▶ [WHAT YOU NEED TO DO]:
a - Using the text on Manhattan's development, explain in one to three sentences why development moved northward over the century or so after 1824.
b - In the text on Manhattan's development, what year did the city begin acquiring the land for the avenue?
c - Write the next part of the text on Manhattan's development, picking up after its final sentence.
══ TEXT SECTION ══
By Carter B. Horsley
It separates east from west.
Although it was created in the Commissioner's Plan of 1811 that established a rectilinear street grid for Manhattan's future expansion northwards on its small, narrow island, the city did not start acquiring its land until 1824 and then made acquisitions in non-consecutive parcels.
For the next century or so, its development lurched forward tugged by the desire of the well-to-do to be a little removed from the hurly-burly commercial precincts that kept leap-frogging to the north stopping to pause for a decade or two at major cross-town thoroughfares such as 14th, 23rd, 34th, 42nd and 59th Streets.
In the process, much of its former glory has been demolished.
Sometimes the replacements were stupendously wondrous, such as the transformation by Rockefeller Center (see The City Review article) of a large stretch of brownstones of mixed character and virtue and the Beaux Art riches of the New York Public Library (see The City Review article) replaced the massive fortifications of the Distributing Reservoir between 40th and 42nd Street.
Sometimes, it was horrendously monstrous as the Pahlavi Foundation's replacement of the DePinna Store Building at 52nd Street or the 27-story very bland office tower designed by Carson & Lundin at 600 Fifth Avenue 48th Street that replaced the famous Collegiate Reformed Church of St. Nicholas in 1950 and was designated an individual landmark in 1985, apparently because it had been acquired by Rockefeller Center Properties since it certainly had no architectural or historical merit whatsoever, but then the city's preservationists in recent decades have not been known for consistency.
One could argue very persuasively that Manhattan would have been a much better place if the redevelopment process had made a giant leap to 110th Street instead of destroying many of the good buildings between 42nd and 59th Streets and razing almost all of Millionaire's Row between 61st and 110th Streets.
═══
══ RECORDED INFORMATION ══
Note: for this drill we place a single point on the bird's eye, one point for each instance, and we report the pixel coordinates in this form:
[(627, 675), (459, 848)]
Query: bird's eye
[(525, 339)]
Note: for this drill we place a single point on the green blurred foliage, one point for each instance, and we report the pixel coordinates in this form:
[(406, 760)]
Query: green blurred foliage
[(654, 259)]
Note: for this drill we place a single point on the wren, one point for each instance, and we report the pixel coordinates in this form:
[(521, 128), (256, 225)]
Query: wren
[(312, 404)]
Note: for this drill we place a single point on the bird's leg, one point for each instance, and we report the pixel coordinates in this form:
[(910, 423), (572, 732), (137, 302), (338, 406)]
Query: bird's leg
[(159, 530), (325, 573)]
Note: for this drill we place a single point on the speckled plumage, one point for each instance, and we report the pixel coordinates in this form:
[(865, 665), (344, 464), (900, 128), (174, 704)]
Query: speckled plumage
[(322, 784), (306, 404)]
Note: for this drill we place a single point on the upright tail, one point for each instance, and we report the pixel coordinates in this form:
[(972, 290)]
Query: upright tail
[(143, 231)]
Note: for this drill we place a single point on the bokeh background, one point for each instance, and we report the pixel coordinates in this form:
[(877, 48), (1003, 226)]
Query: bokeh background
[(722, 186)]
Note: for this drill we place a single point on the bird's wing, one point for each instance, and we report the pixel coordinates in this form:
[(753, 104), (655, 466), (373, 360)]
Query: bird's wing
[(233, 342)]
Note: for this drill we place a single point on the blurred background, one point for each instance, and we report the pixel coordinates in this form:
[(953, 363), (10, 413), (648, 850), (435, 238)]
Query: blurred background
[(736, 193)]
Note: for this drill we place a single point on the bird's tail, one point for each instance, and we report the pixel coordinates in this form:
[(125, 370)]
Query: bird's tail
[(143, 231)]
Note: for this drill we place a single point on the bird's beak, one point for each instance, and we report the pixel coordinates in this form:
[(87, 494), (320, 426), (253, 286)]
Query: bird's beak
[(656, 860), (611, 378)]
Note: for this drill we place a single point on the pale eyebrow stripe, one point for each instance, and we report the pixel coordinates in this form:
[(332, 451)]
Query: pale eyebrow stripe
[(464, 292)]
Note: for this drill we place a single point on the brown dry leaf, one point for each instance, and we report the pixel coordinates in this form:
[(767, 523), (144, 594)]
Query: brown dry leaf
═══
▶ [WRITTEN RESPONSES]:
a - Development was pulled north by the wish of the well-to-do to live a little apart from the busy commercial districts. Those districts kept jumping northward, pausing for a decade or two at major cross-town streets such as 14th, 23rd, 34th, 42nd and 59th.

b - 1824.

c -
Imagine, if you will, that the Penn Central had finished covering its tracks north of 97th Street and that a third major business district had been clustered about its major stop at 125th Street and that the northeast corner of Central Park had been built up to mirror the elegance of its southeast corner and that Central Park North had been redeveloped like Central Park South and that East Harlem had gotten all the high-rise apartments that replaced Fifth Avenue's great mansions.
Well, history, of course, didn't take that path, unfortunately.
Because of its central location and breadth and heritage of wealthy enclaves and dazzling emporiums and as the historic gateway to Central Park, Fifth Avenue became New York's best internationally known address, not just for residences, but for offices and retail as well. In the 1950's, of course, Park Avenue stole its thunder and clout for commercial addresses for several decades, and in the 1970's some Upper Fifth Avenue residents also opted for the quietude of Park Avenue as parades proliferated ad nauseum up Fifth Avenue.
Although Grand Central Terminal (see The City Review article) broke Lower Manhattan's grip on the office market, midtown Fifth Avenue really did not emerge as a major office center until the emergence in the 1930's of Rockefeller Center as the Depression knocked the wind out of the development sails that one might have expected in the wake of the completion of the Empire State Building (see The City Review article) at the start of that decade.
With the Plaza (see The City Review article), the Savoy Plaza, the Sherry-Netherland (see The City Review article), which is shown at the left, the Pierre, the St. Regis (see The City Review article) and former Gotham Hotels in place at the start of the Depression, the northern section of the avenue in midtown had established itself as the city's supremely elegant enclave for hotels that satisfied tourists and travelers as well as the society matrons and debutantes and escorts who filled their ballrooms and reception facilities.
The legendary glamour of the famous hotels was echoed in the stateliness and grandeur of some of the avenue's better office buildings such as the former Heckscher Building, now the Crown Building (see The City Review article) and the Aeolian Building (see The City Review article) at 720 and 689, respectively, both of which, fortunately, are still standing. The only great mansion left in midtown is the former Morton Plant home that was converted to commercial use and is now Cartier's (see The City Review article) at 54th Street. (Though not as large as William Vanderbilt's mansion that was replaced by Bergdorf Goodman (see The City Review article), or Andrew Carnegie's at 91st Street, the Plant home was one of the most beautiful that ever graced the avenue.)
The period after World War II has not been kind to Fifth Avenue although it took a decade or so before serious destruction began. Just contrast the wonderfully ornate hanging lanterns at the Sherry Netherland Hotel, at right, with the plain vanilla wrapper of its apartment building neighbor adjacent to it, shown at the right.
Modern architecture actually made a fine, though belated postwar start on the avenue with Skidmore, Owings & Merrill's modest little jewel for the Manufacturers Trust Company at 510 Fifth Avenue (see The City Review article) at 43rd Street, but otherwise the record is rather sad.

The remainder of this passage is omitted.